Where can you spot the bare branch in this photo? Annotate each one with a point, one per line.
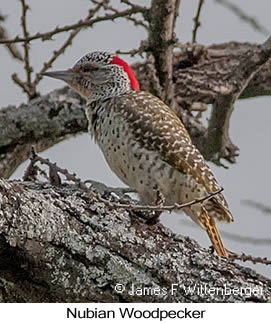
(245, 17)
(196, 21)
(12, 48)
(255, 260)
(79, 24)
(259, 206)
(162, 20)
(28, 88)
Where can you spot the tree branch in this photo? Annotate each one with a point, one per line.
(162, 20)
(196, 21)
(75, 241)
(199, 78)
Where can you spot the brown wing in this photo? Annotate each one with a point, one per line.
(158, 128)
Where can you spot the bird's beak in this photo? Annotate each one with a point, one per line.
(66, 76)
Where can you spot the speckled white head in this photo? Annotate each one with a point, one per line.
(98, 76)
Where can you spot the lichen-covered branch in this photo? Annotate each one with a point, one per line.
(42, 123)
(54, 237)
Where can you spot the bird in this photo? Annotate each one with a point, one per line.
(144, 142)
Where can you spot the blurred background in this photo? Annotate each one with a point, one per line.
(249, 179)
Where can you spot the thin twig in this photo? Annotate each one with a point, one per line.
(12, 48)
(258, 206)
(161, 208)
(64, 46)
(231, 236)
(197, 22)
(28, 69)
(245, 17)
(255, 260)
(71, 177)
(79, 24)
(136, 22)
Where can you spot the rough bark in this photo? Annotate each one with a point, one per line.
(63, 245)
(201, 75)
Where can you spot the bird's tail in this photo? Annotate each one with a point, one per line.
(208, 224)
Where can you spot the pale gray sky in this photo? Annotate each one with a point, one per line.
(250, 124)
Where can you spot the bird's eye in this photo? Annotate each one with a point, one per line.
(89, 68)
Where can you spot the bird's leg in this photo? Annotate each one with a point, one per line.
(160, 201)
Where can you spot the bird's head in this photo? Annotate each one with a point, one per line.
(98, 75)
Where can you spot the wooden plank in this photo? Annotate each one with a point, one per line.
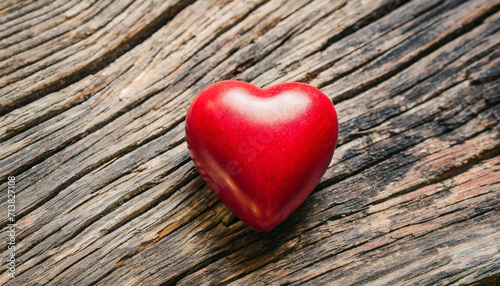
(94, 95)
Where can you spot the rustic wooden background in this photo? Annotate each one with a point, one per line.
(93, 96)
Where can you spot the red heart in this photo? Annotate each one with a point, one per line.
(262, 151)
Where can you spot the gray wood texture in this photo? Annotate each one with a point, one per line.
(93, 97)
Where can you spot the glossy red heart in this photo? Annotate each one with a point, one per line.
(262, 151)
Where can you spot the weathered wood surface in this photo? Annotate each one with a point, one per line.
(93, 96)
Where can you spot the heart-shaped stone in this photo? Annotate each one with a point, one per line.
(262, 151)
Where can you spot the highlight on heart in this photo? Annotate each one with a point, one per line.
(262, 151)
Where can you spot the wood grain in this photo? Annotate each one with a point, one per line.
(93, 96)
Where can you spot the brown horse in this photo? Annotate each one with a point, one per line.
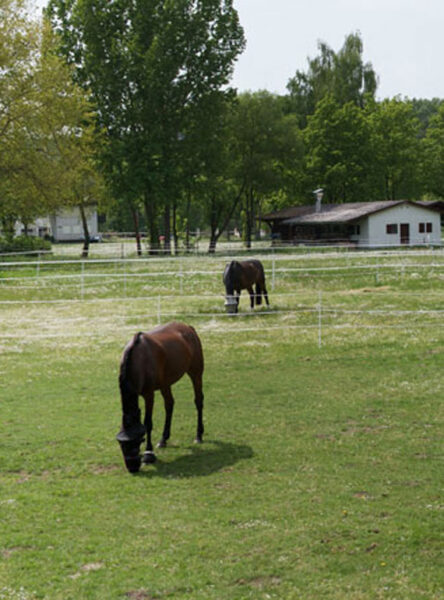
(244, 275)
(155, 361)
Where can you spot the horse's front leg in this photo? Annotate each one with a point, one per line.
(169, 407)
(198, 401)
(149, 456)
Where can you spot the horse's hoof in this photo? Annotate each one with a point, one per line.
(132, 463)
(149, 458)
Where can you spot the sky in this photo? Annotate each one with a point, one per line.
(403, 40)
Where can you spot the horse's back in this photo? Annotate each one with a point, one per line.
(167, 352)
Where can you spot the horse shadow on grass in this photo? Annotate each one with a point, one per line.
(199, 461)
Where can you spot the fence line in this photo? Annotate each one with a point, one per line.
(182, 273)
(319, 327)
(220, 296)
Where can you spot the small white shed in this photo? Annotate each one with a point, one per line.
(66, 224)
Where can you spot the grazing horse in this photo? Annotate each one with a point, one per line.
(154, 361)
(244, 275)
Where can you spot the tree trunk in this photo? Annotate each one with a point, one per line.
(175, 234)
(150, 211)
(135, 215)
(187, 226)
(167, 228)
(248, 216)
(86, 239)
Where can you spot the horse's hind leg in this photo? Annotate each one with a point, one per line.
(258, 294)
(198, 401)
(149, 456)
(264, 292)
(169, 407)
(251, 292)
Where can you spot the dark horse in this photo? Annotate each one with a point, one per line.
(244, 275)
(154, 361)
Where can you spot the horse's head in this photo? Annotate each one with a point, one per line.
(230, 280)
(130, 439)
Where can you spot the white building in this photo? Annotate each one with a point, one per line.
(364, 224)
(63, 226)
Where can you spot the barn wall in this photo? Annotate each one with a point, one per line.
(376, 233)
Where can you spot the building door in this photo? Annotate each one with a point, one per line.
(405, 233)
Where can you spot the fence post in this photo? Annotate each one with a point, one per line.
(273, 266)
(124, 278)
(82, 281)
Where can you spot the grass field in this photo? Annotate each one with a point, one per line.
(320, 475)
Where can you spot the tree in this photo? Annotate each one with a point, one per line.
(267, 147)
(433, 155)
(45, 159)
(19, 38)
(150, 67)
(396, 148)
(338, 151)
(342, 75)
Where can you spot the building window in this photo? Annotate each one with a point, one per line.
(425, 228)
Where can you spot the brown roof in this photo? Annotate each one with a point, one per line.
(335, 213)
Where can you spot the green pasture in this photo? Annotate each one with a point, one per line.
(320, 475)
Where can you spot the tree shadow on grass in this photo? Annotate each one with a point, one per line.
(201, 460)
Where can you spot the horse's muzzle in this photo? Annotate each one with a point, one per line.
(131, 456)
(133, 463)
(231, 304)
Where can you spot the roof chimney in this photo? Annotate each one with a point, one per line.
(318, 194)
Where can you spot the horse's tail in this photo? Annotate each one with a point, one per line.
(127, 391)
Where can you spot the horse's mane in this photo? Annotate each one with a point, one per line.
(126, 390)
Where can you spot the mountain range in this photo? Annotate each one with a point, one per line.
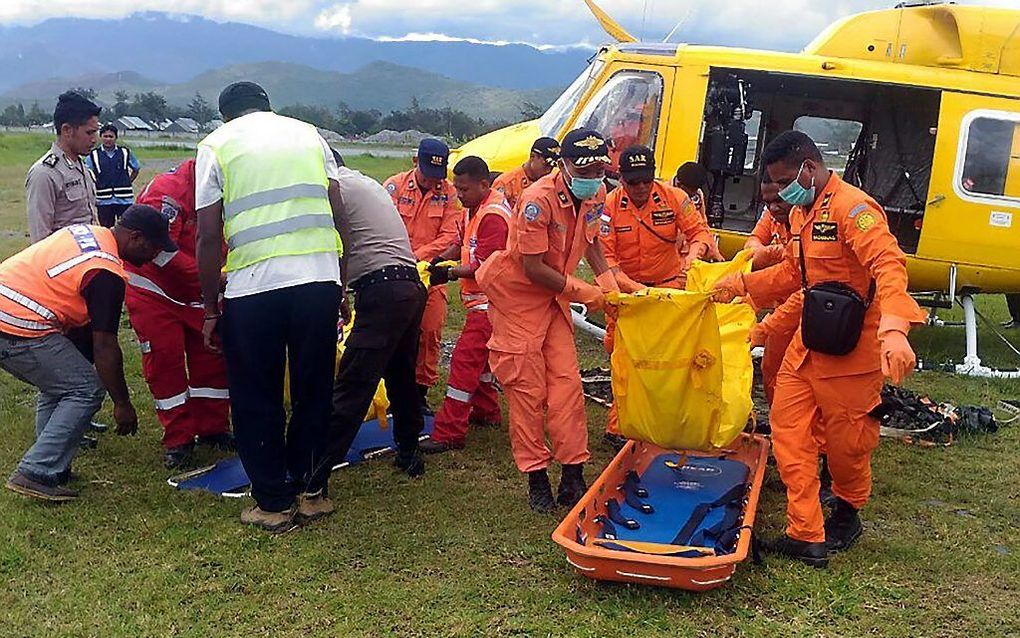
—————
Which rows contain the word "tree"? Copy each of them in full, treating case as significant.

■ Exercise solution
Where can you spot the tree branch in this photo? Annotate each one with a point, one per line.
Where can you spot the tree trunk in this photo? Annotate each one with a point, one per line.
Where can you spot the tree in this photo? Annotate each one with a point, one per line.
Where can you spot the tree shadow on grass in this photo? Annotate each one with a point, one per line.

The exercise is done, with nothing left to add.